Não me lembro quem era. Faz tempo. Numa roda discutia-se as preferências de cada um e alguém declarou "Pra mim, é Pio XII e Marta Rocha". Podia ter dúvidas em outras categorias, menos nas de melhor Papa e melhor miss Brasil. A frase fez sucesso, apesar da incongruência assumida, pois havia uma clara incompatibilidade entre as duas escolhas. Como alguém podia gostar ao mesmo tempo do ascético Papa Pio XII e da bela baiana que só não fora miss Universo porque suas formas eram generosas demais? (Ver "Padrões e Medidas do Brasil Antigo", capítulo "Formas e Folclore", verbete "Violão, Mulher tipo"). Mas o importante era o tom definitivo da declaração. É preciso ter algumas definições prontas para o caso de você ser cobrado de surpresa. Melhor Papa. Melhor miss Brasil. Melhor Tarzan. Melhor música do Tom...
Não é fácil estar com as suas preferências sempre em dia. Quem tem uma coluna regular na imprensa e dá palpite sobre tudo muitas vezes só descobre o que pensa sobre um assunto quando o comenta, e não é raro começar com uma opinião e terminar com outra. Tenho posições firmes sobre o aleitamento materno (a favor) e o câncer (contra), mas e a clonagem humana? E dois volantes de contenção, sim ou não? E Lula de novo ou chega? E Israel e os palestinos? Alguém já disse que não existe frase pior, para um profissional do palpite, do que "por outro lado". Sempre tem o maldito outro lado! Não é uma questão de ser objetivo e imparcial. Com um espaço assinado no jornal você é pago para ser subjetivo. Todos os imparciais são iguais mas cada um é parcial à sua maneira, e se for um preconceituoso é ainda mais divertido. O problema é como ser subjetivo sem ser injusto e saber por que você é parcial. Ou o que, para você, é pão e é queijo. Ou Pio XII e Marta Rocha.

_Dados fornecidos_

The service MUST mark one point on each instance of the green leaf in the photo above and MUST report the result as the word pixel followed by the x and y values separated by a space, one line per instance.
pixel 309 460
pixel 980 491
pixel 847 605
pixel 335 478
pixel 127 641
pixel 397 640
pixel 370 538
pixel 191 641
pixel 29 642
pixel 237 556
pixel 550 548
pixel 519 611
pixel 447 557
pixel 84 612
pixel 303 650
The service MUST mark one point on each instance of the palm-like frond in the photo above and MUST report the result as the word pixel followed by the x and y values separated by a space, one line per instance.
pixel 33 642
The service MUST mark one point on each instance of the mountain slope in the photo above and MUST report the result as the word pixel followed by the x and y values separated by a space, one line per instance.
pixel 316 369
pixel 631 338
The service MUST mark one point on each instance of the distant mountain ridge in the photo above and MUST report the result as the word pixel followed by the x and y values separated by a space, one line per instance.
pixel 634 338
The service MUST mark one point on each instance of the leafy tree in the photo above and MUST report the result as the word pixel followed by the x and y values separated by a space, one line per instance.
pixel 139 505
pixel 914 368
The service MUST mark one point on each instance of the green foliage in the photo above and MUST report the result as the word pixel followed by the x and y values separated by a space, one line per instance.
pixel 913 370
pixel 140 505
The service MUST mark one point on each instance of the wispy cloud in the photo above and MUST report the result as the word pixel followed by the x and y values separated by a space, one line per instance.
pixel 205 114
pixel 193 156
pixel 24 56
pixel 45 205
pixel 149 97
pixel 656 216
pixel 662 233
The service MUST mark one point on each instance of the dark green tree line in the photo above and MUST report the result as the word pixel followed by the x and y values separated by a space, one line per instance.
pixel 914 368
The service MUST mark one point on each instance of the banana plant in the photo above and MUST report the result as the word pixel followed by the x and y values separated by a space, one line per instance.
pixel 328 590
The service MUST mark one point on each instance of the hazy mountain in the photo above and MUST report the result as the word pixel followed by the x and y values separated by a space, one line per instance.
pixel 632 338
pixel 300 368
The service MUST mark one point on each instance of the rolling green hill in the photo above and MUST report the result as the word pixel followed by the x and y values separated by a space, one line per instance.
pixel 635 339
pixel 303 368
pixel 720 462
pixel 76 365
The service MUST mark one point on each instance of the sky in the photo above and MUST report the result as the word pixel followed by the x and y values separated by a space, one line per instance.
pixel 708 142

_O problema_
Retome, por favor, o texto sobre ter preferências prontas a partir do ponto em que ele termina. Os dados não têm papel nenhum nesta atividade.

_Resultado do exercício_
(Ninguém me perguntou, mas lá vai: João XXIII, Ieda Maria Vargas, Johnny Weismuller e "Inútil paisagem").
A não ser para quem, prevendo a demora, leva a sua própria literatura, leitura de sala de espera pode ser uma experiência cultural curiosa. Você acompanha a vida social brasileira, o crescimento da Sandy e do Júnior e a fluida vida amorosa de artistas e personalidades pelas páginas de "Caras", "Quem" e outras revistas do tipo mas precisa prestar atenção nas datas para evitar uma salada cronológica e se confundir. Como as revistas de salas de espera se renovam com notória lentidão, você está arriscado a só saber do quinto aniversário da Sacha quando ela já estiver noivando. Mas já foi pior. Tenho uma respeitável cultura de sala de espera e lembro quando a antiguidade das revistas era ainda maior.
Podia me passar uma revista, por favor?
Qual a que você quer?
O que é que tem?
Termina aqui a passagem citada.